TASK INSTRUCTIONS:
• 1. According to the PAbFold description, which metric is used to assess how well the epitope binds into the CDR loops of the scFv?
• 2. Repeat the PAbFold description verbatim from "PAbFold (Peptide-AntiBody AlphaFold2)" up to and including "performance. See publication).".

EXCERPT TO READ:
PAbFold (Peptide-AntiBody AlphaFold2) is a pipeline centered around AlphaFold2 for predicting both how well an antigen:antibody pair might interact with one another, an where the epitope subsequence is in the antigen. I welcome you to read our paper: https://biorxiv.org/cgi/content/short/2024.04.19.590298v1
Requirements:
- Linux
- Python 3.9
- numpy
- AlphaFold2 (with local colabfold recommended, https://github.com/YoshitakaMo/localcolabfold)
- Our localcolabfold patch (allows pickling of MSAs/template .cif's for local use, to both prevent requeuing of the MSA server that the folks at MMseqs (https://github.com/soedinglab/MMseqs2) so graciously have provided for general use, and speeds up inference time (we can use the same MSA/template over and over again without negatively impacting performance. See publication).
An antibody sequence should first be converted to a single chain variable fragment (scFv) to drastically reduce the computational requirements (therefore time) needed (Fig A). For assistance on this, please see the scFv-ification repo (coming soon!). The script A_PeptideMaping_prep_submission_files.py creates a fasta file of several sequences, where we chop up the antigen sequence (Fig B) into several subsequences such that we can test every individual epitope of a specificied length (Figure example: 10) and sliding window (Figure example: 1). An example run/wrapper script is provided as make_files.sh. Afterwards every sequence is then paired with the scFv sequence in a fasta file for folding. Here is a toy example of the output fasta file, that has the chopped up antigen sequence paired to the scFv sequence:
>batch_1_peptide_1
scFv_sequence:ABCDEFGHIJ
>batch_1_peptide_2
scFv_sequence:CDEFGHIJKL
>batch_1_peptide_3
scFv_sequence:EFGHIJKLMN
After all these structures are predicted, we can use the pLDDT (https://www.ncbi.nlm.nih.gov/pmc/articles/PMC3799472/) metric to assess how well the epitope binds into the CDR loops of the scFv. We can plot the sliding window pLDDT and per residue max pLDDT (Fig C) to identify regions in the antigen that may bind well with the provided scFv. The script B_PeptideMaping_plddt_perres_analysis.py does this analysis. An example run/wrapper is provided as assess_files.sh. After rank sorting the peptide sequences of length 10, the experimentally derived epitope sequence appears as the number one hit, and appears once more in the top 5 but shifted a residue (Example: ABCDEFGHIJ → BCDEFGHIJK). This analysis is also independent of residue positioning and does not consider whether the residues are buried or not - in the case of the HA trimer, the epitope is actually burried and is not easily accessible but is still detectable with PAbFold. This method out performs just giving AlphaFold2 the scFv sequence and antigen sequence and trying to let it blindly fold/dock both of them simultaneously, as this typically fails (Fig D).

Referring expression listing:

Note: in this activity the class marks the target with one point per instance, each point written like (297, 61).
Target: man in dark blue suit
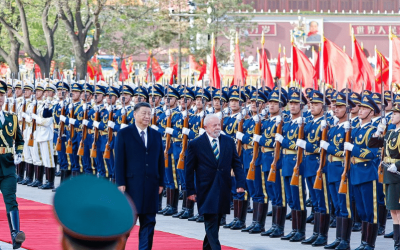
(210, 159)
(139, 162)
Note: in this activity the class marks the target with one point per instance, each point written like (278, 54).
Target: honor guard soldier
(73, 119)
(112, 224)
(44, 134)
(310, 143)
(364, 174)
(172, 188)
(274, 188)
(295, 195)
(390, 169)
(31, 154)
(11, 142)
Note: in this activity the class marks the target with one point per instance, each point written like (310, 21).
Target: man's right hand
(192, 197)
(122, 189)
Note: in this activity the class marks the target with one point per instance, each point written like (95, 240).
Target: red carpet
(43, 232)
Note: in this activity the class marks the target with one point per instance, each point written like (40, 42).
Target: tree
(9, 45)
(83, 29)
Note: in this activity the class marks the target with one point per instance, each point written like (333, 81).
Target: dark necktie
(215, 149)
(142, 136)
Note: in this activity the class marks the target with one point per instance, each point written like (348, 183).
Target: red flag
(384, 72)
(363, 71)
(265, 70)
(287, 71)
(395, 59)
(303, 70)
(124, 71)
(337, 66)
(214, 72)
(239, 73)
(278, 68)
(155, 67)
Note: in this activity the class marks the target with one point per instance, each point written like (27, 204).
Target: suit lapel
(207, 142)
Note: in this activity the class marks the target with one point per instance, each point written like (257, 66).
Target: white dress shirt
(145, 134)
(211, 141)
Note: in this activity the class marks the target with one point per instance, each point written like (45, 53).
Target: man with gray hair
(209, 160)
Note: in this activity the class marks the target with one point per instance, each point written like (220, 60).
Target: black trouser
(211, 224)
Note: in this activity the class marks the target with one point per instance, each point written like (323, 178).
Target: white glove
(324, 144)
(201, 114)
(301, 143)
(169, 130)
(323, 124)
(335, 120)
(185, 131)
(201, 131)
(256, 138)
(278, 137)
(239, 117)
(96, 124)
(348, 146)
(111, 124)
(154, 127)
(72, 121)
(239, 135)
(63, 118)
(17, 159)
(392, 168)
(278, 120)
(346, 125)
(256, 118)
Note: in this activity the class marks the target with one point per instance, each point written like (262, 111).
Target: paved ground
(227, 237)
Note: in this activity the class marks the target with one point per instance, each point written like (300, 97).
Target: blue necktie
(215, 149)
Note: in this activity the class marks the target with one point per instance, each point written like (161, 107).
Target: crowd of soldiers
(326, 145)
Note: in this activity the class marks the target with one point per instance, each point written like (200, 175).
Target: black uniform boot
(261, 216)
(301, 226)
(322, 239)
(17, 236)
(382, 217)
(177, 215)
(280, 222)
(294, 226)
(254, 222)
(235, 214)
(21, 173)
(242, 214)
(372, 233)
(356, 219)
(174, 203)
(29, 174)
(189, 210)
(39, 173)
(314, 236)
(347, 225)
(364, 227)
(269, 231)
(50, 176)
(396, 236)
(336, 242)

ANSWER SET:
• 1. The pLDDT metric.

• 2.
PAbFold (Peptide-AntiBody AlphaFold2) is a pipeline centered around AlphaFold2 for predicting both how well an antigen:antibody pair might interact with one another, an where the epitope subsequence is in the antigen. I welcome you to read our paper: https://biorxiv.org/cgi/content/short/2024.04.19.590298v1
Requirements:
- Linux
- Python 3.9
- numpy
- AlphaFold2 (with local colabfold recommended, https://github.com/YoshitakaMo/localcolabfold)
- Our localcolabfold patch (allows pickling of MSAs/template .cif's for local use, to both prevent requeuing of the MSA server that the folks at MMseqs (https://github.com/soedinglab/MMseqs2) so graciously have provided for general use, and speeds up inference time (we can use the same MSA/template over and over again without negatively impacting performance. See publication).